**Action item:**
Please reproduce the entries that follow without a single difference.

★ ★ ★

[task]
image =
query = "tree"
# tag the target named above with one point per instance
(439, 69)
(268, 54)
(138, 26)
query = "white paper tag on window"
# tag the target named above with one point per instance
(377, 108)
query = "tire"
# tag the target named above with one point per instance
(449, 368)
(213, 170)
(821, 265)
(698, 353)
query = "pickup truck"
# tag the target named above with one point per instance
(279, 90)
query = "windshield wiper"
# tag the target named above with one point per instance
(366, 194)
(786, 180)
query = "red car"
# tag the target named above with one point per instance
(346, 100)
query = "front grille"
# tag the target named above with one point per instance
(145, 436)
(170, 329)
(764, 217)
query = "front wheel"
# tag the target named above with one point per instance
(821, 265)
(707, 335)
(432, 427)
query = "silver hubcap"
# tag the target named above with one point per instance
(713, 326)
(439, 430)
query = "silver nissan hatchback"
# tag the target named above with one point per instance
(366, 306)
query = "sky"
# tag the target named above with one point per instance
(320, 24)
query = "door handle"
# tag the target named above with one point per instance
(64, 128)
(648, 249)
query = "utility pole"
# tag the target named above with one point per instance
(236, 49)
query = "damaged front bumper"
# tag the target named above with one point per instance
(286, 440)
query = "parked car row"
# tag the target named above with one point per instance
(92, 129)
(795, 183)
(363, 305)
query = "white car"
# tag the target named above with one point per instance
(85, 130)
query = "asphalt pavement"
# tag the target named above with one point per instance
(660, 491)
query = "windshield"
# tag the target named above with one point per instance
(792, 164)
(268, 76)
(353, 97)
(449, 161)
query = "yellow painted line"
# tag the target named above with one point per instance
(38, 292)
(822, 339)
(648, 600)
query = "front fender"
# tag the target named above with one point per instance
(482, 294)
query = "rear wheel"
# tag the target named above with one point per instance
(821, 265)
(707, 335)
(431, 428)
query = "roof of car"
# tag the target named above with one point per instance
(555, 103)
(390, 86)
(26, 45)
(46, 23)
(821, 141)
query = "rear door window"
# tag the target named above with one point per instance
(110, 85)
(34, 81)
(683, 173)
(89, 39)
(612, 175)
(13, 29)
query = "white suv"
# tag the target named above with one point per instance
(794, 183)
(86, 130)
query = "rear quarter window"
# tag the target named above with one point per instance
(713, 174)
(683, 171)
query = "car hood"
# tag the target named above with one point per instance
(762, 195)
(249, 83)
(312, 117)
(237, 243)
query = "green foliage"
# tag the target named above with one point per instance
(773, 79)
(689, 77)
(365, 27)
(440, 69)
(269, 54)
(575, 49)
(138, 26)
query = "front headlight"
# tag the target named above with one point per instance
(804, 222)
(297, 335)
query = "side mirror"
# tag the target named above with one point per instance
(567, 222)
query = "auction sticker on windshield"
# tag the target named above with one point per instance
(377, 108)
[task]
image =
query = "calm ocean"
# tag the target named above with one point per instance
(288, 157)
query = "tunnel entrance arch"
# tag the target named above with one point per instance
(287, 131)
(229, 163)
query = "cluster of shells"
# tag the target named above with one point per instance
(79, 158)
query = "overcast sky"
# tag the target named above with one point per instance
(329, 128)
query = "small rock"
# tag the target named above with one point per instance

★ ★ ★

**Reply:**
[task]
image =
query = "tree"
# tag the target named above with one point per instance
(439, 69)
(268, 54)
(138, 26)
query = "white paper tag on window"
# tag the target named above with one point per instance
(377, 108)
query = "tire"
# tag the target named above with one point per instance
(449, 368)
(213, 170)
(821, 265)
(698, 353)
query = "pickup truck"
# tag the target named above with one point per instance
(279, 90)
query = "windshield wiper"
# tag the target named above with one point per instance
(366, 194)
(786, 180)
query = "red car"
# tag the target named above with one point per instance
(346, 100)
query = "front grille"
# tag the target named above with one point per instance
(145, 436)
(170, 329)
(764, 217)
query = "front wheel"
# tag the target named above with one point per instance
(821, 265)
(707, 335)
(432, 427)
query = "silver hubcap"
# tag the target named above with one point per instance
(713, 326)
(439, 430)
query = "silver nissan hatchback"
# tag the target named above with one point per instance
(366, 306)
query = "sky"
# tag the target named above with one point per instance
(320, 24)
query = "door handle"
# tag the target named above with one point per instance
(64, 128)
(648, 249)
query = "utility pole"
# tag the target named above with one point per instance
(236, 49)
query = "damaged front bumper"
# tag the target named above with one point per instance
(286, 440)
query = "parked car row"
# tag the target named above with one point per instance
(92, 129)
(795, 183)
(363, 305)
query = "white car"
# tag the target named above with one point per instance
(85, 130)
query = "asphalt pavement"
# tag the target named above with one point per instance
(660, 491)
query = "windshield"
# tag the target named above with one point per instance
(792, 164)
(268, 76)
(353, 97)
(449, 161)
query = "yellow painted line"
# tag the target named above with one point per instance
(38, 292)
(822, 339)
(648, 600)
query = "front fender"
# tag the target named above with one point per instance
(482, 294)
query = "rear wheel"
# tag the target named above with one point per instance
(821, 265)
(707, 335)
(431, 428)
query = "roof of car"
# tag the target named above with one point per instance
(555, 103)
(390, 86)
(26, 45)
(46, 23)
(821, 141)
query = "rear door window"
# tag the target named above with one point per instance
(110, 85)
(34, 81)
(683, 173)
(89, 39)
(612, 175)
(13, 29)
query = "white suv"
# tag the target named above with one point per instance
(794, 183)
(86, 130)
query = "rear quarter window"
# tag the target named above with one point per instance
(713, 174)
(683, 171)
query = "car hood"
# tag the target named above with one point per instance
(762, 195)
(249, 83)
(312, 117)
(237, 243)
query = "green foliage"
# tag the target named above with one point per instance
(773, 79)
(689, 77)
(365, 27)
(440, 69)
(269, 54)
(575, 49)
(138, 26)
query = "front headlight"
# tag the target named above with one point per instance
(804, 222)
(297, 335)
query = "side mirror"
# tag the target named above with one point per instance
(567, 222)
query = "auction sticker on windshield"
# tag the target named above with one point per instance
(377, 108)
[task]
image =
query = "calm ocean"
# tag the target named above with one point per instance
(288, 157)
query = "tunnel entrance arch"
# tag the target named above with one point per instance
(287, 131)
(229, 163)
query = "cluster of shells"
# tag the target named above with one point per instance
(79, 158)
query = "overcast sky"
# tag the target named above with one point per instance
(329, 128)
query = "small rock"
# tag the target named above with one point per instance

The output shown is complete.